# Goal
Could you render the lines of the records as a numbered list, leaving out blank lines, starting at the line that contains "[indicate] arrow on" and ending at the last line of the records?

# Stored records
Start
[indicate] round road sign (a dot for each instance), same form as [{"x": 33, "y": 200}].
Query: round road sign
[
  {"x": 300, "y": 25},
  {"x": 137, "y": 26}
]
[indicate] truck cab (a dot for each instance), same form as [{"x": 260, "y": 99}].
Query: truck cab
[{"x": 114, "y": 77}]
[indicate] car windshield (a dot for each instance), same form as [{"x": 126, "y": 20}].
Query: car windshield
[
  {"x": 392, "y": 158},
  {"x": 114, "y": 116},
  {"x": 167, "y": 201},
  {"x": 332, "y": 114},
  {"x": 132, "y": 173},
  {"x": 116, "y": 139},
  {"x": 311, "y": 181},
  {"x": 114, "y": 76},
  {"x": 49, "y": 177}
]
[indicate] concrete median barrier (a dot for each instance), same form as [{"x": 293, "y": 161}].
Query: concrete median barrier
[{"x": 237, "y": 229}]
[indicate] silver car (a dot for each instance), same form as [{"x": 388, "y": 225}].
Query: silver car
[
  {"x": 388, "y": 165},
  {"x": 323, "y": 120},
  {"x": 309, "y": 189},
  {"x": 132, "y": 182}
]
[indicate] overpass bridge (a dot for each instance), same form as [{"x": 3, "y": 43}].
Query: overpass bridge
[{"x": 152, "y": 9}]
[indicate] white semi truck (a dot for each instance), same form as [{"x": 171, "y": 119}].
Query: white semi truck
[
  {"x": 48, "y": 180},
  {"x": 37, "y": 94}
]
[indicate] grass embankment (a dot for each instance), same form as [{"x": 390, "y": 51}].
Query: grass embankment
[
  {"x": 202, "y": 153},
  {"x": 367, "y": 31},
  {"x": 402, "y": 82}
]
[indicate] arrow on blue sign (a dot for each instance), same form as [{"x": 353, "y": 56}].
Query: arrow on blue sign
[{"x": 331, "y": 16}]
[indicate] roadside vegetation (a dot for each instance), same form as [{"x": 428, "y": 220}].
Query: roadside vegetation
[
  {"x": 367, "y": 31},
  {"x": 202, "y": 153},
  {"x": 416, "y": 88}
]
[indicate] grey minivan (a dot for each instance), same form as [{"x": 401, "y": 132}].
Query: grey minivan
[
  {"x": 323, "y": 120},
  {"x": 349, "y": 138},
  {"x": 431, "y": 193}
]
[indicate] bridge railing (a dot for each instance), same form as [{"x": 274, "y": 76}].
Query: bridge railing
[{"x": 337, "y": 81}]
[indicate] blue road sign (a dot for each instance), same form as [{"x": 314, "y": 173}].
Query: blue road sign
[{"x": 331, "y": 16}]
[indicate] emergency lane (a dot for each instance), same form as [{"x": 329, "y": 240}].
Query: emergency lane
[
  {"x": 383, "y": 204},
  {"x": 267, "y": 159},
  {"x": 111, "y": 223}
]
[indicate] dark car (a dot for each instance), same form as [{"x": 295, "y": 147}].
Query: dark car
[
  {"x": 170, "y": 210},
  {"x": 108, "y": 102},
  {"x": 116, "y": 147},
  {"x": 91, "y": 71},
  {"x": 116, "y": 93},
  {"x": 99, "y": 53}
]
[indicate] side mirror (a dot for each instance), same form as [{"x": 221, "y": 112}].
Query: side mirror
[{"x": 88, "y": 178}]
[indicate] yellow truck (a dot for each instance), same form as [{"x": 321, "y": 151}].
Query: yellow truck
End
# Response below
1. [indicate] arrow on blue sign (a dot for each instance), same form as [{"x": 353, "y": 56}].
2. Query: arrow on blue sign
3. [{"x": 331, "y": 16}]
4. [indicate] roadside vegetation (a dot for each instance), same form as [{"x": 428, "y": 220}].
5. Query: roadside vegetation
6. [
7.   {"x": 367, "y": 31},
8.   {"x": 202, "y": 153},
9.   {"x": 416, "y": 88}
10. ]
11. [indicate] grey minivan (a dot for each instance), same form as [{"x": 401, "y": 132}].
12. Query: grey minivan
13. [
14.   {"x": 323, "y": 120},
15.   {"x": 349, "y": 138},
16.   {"x": 431, "y": 193}
17. ]
18. [indicate] bridge railing (a dot for each instance), same form as [{"x": 274, "y": 76}].
19. Query: bridge railing
20. [{"x": 337, "y": 81}]
21. [indicate] blue road sign (a dot for each instance), same form as [{"x": 314, "y": 173}].
22. Query: blue road sign
23. [{"x": 331, "y": 16}]
24. [indicate] emergency lane (a dot for each instance), same form as [{"x": 329, "y": 240}].
25. Query: emergency lane
26. [
27.   {"x": 383, "y": 204},
28.   {"x": 267, "y": 159},
29.   {"x": 111, "y": 223}
30. ]
31. [indicate] dark car (a dot for each instance), same form as [{"x": 295, "y": 147}].
32. Query: dark car
33. [
34.   {"x": 170, "y": 210},
35.   {"x": 108, "y": 102},
36.   {"x": 116, "y": 147},
37.   {"x": 91, "y": 71},
38.   {"x": 116, "y": 93},
39.   {"x": 99, "y": 53}
40. ]
41. [indicate] side mirror (a dot for each instance), same form as [{"x": 221, "y": 112}].
42. Query: side mirror
43. [{"x": 88, "y": 178}]
44. [indicate] yellow truck (a dot for each instance), same form as [{"x": 321, "y": 151}].
45. Query: yellow truck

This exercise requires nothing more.